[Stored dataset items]
•••
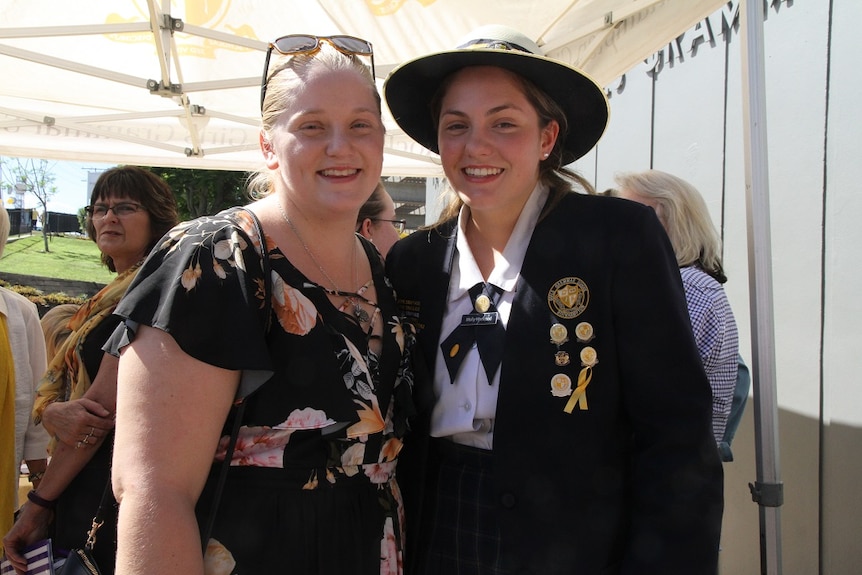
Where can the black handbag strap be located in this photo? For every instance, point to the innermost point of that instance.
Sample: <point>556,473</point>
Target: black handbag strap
<point>241,402</point>
<point>98,520</point>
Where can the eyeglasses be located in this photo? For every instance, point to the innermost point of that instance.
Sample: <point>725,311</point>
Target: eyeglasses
<point>120,210</point>
<point>307,44</point>
<point>400,225</point>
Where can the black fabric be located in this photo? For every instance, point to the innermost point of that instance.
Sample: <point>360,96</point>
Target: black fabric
<point>481,326</point>
<point>465,537</point>
<point>631,485</point>
<point>311,487</point>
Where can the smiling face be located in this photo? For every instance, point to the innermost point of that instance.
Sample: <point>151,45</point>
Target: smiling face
<point>491,141</point>
<point>327,145</point>
<point>124,238</point>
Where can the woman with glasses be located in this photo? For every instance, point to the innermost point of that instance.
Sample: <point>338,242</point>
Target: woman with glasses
<point>272,324</point>
<point>130,209</point>
<point>566,422</point>
<point>377,220</point>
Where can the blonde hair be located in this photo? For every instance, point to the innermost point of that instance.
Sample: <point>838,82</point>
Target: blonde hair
<point>683,213</point>
<point>55,326</point>
<point>286,74</point>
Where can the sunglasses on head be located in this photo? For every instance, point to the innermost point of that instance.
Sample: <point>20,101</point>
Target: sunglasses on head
<point>307,44</point>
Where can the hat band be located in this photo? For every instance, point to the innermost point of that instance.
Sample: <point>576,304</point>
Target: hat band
<point>489,44</point>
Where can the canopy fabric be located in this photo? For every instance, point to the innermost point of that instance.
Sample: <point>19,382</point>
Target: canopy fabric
<point>176,83</point>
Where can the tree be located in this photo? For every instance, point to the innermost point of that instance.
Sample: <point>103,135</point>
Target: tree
<point>204,192</point>
<point>37,178</point>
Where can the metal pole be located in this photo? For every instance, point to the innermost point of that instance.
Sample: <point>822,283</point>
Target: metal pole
<point>767,491</point>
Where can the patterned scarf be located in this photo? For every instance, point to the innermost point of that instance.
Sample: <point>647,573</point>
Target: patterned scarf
<point>66,377</point>
<point>8,466</point>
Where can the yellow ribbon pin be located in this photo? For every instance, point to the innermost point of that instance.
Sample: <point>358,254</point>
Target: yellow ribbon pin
<point>579,396</point>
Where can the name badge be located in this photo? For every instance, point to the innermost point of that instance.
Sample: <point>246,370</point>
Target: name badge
<point>487,318</point>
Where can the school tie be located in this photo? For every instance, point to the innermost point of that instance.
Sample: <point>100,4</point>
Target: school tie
<point>483,326</point>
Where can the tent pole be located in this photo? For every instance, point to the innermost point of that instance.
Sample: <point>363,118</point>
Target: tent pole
<point>767,491</point>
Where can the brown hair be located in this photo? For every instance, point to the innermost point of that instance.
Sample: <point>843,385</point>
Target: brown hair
<point>373,206</point>
<point>560,180</point>
<point>144,187</point>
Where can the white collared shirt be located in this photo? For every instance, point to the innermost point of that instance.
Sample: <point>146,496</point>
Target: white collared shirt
<point>465,410</point>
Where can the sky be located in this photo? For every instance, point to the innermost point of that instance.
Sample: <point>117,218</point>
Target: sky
<point>70,178</point>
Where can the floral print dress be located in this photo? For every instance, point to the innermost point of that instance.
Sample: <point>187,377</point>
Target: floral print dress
<point>312,486</point>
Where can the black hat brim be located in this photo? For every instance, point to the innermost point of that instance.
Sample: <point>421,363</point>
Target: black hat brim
<point>410,88</point>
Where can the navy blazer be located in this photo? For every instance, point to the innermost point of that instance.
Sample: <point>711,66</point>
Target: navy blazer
<point>632,483</point>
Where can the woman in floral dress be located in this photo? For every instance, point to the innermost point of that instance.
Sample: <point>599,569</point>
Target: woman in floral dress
<point>300,325</point>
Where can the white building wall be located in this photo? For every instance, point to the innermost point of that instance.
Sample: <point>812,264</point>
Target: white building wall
<point>687,119</point>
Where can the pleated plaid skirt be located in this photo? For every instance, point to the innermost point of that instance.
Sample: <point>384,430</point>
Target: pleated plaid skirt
<point>466,535</point>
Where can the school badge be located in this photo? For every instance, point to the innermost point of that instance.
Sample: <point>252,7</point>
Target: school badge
<point>568,297</point>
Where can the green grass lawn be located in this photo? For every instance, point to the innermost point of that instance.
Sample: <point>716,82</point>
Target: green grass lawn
<point>69,258</point>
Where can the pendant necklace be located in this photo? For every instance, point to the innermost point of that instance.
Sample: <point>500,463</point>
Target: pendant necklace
<point>358,312</point>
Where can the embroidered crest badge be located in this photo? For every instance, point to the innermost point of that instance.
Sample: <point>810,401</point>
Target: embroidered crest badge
<point>569,297</point>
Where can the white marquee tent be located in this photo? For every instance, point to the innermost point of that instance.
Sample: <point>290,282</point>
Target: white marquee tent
<point>176,83</point>
<point>164,83</point>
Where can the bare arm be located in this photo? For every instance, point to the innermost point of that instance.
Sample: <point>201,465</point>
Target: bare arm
<point>34,521</point>
<point>170,412</point>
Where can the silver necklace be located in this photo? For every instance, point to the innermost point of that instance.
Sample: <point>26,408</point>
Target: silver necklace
<point>358,312</point>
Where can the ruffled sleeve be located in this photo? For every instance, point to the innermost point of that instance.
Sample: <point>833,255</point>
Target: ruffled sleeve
<point>204,285</point>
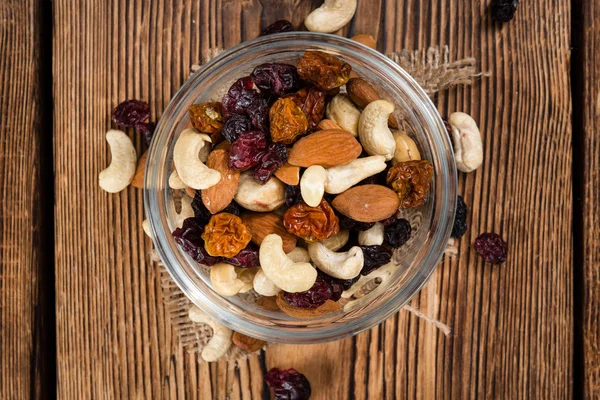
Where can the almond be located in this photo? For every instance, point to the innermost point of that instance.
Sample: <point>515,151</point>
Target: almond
<point>367,203</point>
<point>327,148</point>
<point>218,197</point>
<point>263,224</point>
<point>138,178</point>
<point>288,174</point>
<point>362,93</point>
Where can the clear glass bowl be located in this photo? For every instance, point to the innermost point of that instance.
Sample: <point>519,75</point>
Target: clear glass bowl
<point>432,222</point>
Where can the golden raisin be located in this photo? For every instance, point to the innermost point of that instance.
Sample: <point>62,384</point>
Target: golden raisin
<point>287,121</point>
<point>411,181</point>
<point>323,70</point>
<point>225,235</point>
<point>312,224</point>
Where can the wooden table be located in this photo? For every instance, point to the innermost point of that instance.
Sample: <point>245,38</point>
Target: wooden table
<point>81,310</point>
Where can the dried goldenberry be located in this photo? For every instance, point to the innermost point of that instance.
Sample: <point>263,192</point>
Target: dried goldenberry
<point>131,112</point>
<point>398,232</point>
<point>503,10</point>
<point>375,256</point>
<point>491,248</point>
<point>280,26</point>
<point>288,384</point>
<point>460,219</point>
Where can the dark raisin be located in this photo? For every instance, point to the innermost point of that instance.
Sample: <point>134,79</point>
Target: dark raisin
<point>235,126</point>
<point>491,248</point>
<point>292,195</point>
<point>398,232</point>
<point>375,256</point>
<point>189,237</point>
<point>277,79</point>
<point>246,258</point>
<point>247,150</point>
<point>280,26</point>
<point>503,10</point>
<point>460,219</point>
<point>131,112</point>
<point>288,384</point>
<point>270,162</point>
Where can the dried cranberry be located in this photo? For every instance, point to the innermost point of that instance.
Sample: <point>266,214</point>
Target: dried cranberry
<point>491,248</point>
<point>247,150</point>
<point>280,26</point>
<point>292,195</point>
<point>131,112</point>
<point>189,237</point>
<point>277,79</point>
<point>398,232</point>
<point>235,126</point>
<point>460,219</point>
<point>288,384</point>
<point>246,258</point>
<point>270,162</point>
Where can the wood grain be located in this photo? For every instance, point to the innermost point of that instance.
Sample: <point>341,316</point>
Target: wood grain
<point>512,325</point>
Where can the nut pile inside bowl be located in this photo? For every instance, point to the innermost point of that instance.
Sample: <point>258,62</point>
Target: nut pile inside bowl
<point>295,180</point>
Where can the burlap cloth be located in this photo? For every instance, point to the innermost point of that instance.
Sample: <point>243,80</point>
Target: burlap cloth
<point>433,69</point>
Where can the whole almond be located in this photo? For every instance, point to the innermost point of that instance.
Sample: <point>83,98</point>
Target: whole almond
<point>217,197</point>
<point>288,174</point>
<point>367,203</point>
<point>362,93</point>
<point>138,178</point>
<point>263,224</point>
<point>327,148</point>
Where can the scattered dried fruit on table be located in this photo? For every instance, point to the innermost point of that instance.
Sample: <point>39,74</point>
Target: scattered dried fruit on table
<point>323,70</point>
<point>491,248</point>
<point>312,224</point>
<point>287,121</point>
<point>131,112</point>
<point>367,203</point>
<point>411,181</point>
<point>225,235</point>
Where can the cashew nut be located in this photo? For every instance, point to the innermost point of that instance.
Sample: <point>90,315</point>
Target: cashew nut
<point>339,265</point>
<point>263,285</point>
<point>331,16</point>
<point>220,341</point>
<point>406,148</point>
<point>279,268</point>
<point>121,170</point>
<point>375,136</point>
<point>190,169</point>
<point>342,111</point>
<point>468,149</point>
<point>372,236</point>
<point>337,241</point>
<point>343,177</point>
<point>312,185</point>
<point>256,197</point>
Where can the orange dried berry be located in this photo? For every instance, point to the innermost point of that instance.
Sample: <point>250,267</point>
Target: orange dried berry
<point>312,224</point>
<point>225,235</point>
<point>411,181</point>
<point>287,121</point>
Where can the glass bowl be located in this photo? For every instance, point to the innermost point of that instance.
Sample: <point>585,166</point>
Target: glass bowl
<point>413,263</point>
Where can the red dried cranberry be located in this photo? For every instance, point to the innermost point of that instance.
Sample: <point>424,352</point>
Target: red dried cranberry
<point>270,162</point>
<point>398,232</point>
<point>277,79</point>
<point>288,384</point>
<point>235,126</point>
<point>131,112</point>
<point>189,237</point>
<point>246,258</point>
<point>491,248</point>
<point>247,150</point>
<point>280,26</point>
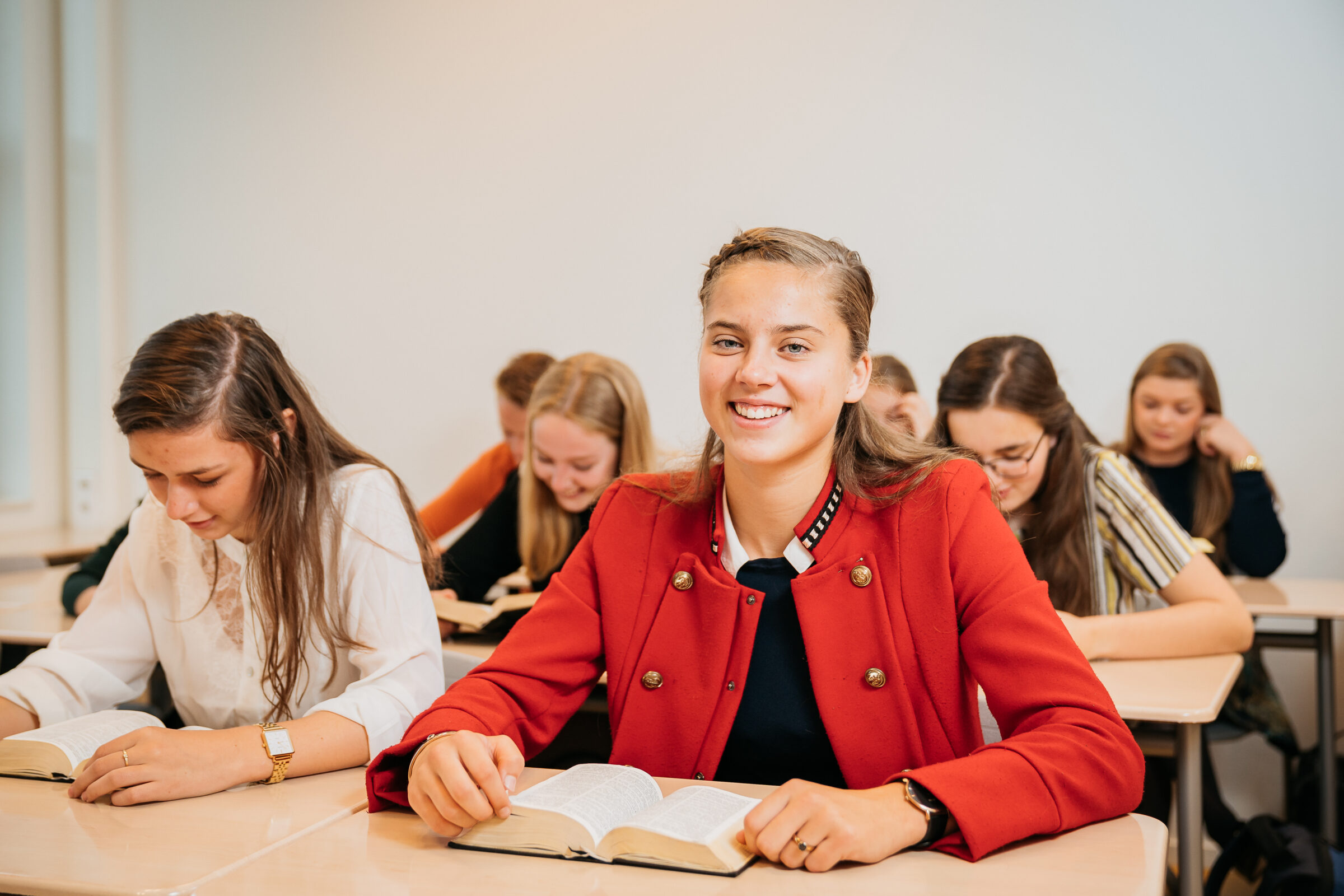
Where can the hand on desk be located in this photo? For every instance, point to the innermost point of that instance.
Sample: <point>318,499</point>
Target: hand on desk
<point>841,825</point>
<point>163,765</point>
<point>463,778</point>
<point>160,763</point>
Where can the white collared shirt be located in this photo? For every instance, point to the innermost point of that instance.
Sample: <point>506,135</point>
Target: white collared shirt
<point>733,555</point>
<point>163,601</point>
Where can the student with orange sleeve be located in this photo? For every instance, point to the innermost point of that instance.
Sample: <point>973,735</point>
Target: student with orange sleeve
<point>484,479</point>
<point>811,608</point>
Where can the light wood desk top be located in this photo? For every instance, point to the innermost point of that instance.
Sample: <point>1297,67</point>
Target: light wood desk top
<point>1190,689</point>
<point>53,546</point>
<point>471,647</point>
<point>30,606</point>
<point>53,844</point>
<point>1309,598</point>
<point>393,852</point>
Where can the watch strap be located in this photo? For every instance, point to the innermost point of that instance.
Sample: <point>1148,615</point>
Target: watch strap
<point>280,765</point>
<point>933,810</point>
<point>1252,463</point>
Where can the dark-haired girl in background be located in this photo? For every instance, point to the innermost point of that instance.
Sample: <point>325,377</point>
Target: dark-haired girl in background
<point>1090,528</point>
<point>1208,476</point>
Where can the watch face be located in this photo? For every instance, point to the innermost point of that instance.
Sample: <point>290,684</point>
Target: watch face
<point>277,742</point>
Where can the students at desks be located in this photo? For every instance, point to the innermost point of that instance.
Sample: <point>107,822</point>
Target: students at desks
<point>480,483</point>
<point>1090,528</point>
<point>277,573</point>
<point>586,425</point>
<point>894,399</point>
<point>1207,474</point>
<point>812,605</point>
<point>1211,480</point>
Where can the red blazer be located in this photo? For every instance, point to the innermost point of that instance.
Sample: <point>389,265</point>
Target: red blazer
<point>951,601</point>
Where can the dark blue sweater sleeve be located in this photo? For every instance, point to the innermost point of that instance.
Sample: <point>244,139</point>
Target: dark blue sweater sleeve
<point>1256,540</point>
<point>89,574</point>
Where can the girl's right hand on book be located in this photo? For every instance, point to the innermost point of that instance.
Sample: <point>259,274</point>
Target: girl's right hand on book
<point>463,778</point>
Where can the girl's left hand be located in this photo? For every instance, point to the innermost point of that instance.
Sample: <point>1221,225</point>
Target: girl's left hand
<point>1217,436</point>
<point>839,825</point>
<point>169,765</point>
•••
__WHAT THE TASK ASKS__
Beginning with the first entry above, reproduce every line verbatim until the line with "Where can the canopy", which is included too; omit pictures.

__EXERCISE ANSWER__
Where can the black handbag strap be located in this photo? For every instance, point to the innermost point of that instance.
Sample: <point>556,473</point>
Target: black handbag strap
<point>241,402</point>
<point>98,520</point>
Where can the eyeglasses be located in this photo? For every instance, point to the innermost point of that instance.
Sample: <point>725,311</point>
Target: eyeglasses
<point>120,210</point>
<point>307,44</point>
<point>400,225</point>
Where can the black fabric be located in this photo? For every instance, point to the innermost point of that instance.
Sample: <point>360,96</point>
Target: black fabric
<point>481,326</point>
<point>465,537</point>
<point>631,485</point>
<point>311,487</point>
Where can the smiling face be located in this photo? For every instance, point to the innermost point of that instance.
Sample: <point>151,45</point>
Target: smiling face
<point>491,141</point>
<point>327,145</point>
<point>124,238</point>
Where can the woman with glasses be located in this photo? For every instance, point to the innermost point of that instance.
Sample: <point>338,242</point>
Target: woman with glasses
<point>272,324</point>
<point>130,209</point>
<point>566,422</point>
<point>377,220</point>
Where can the blonde hair be located in this photo? For every instance, point to the innermost point of that instance.
Sample: <point>838,82</point>
Target: blonde hair
<point>683,213</point>
<point>55,326</point>
<point>286,74</point>
Where can the sunglasses on head be located in this photo? For every instance, point to the innermost point of that instance.
Sample: <point>20,101</point>
Target: sunglasses on head
<point>307,44</point>
Where can the hat band be located in this photo? For every instance, point to the innermost point of that instance.
Sample: <point>576,304</point>
Target: hat band
<point>489,44</point>
Where can the canopy fabric be located in this photo? For every instance, point to the innermost point of that instance.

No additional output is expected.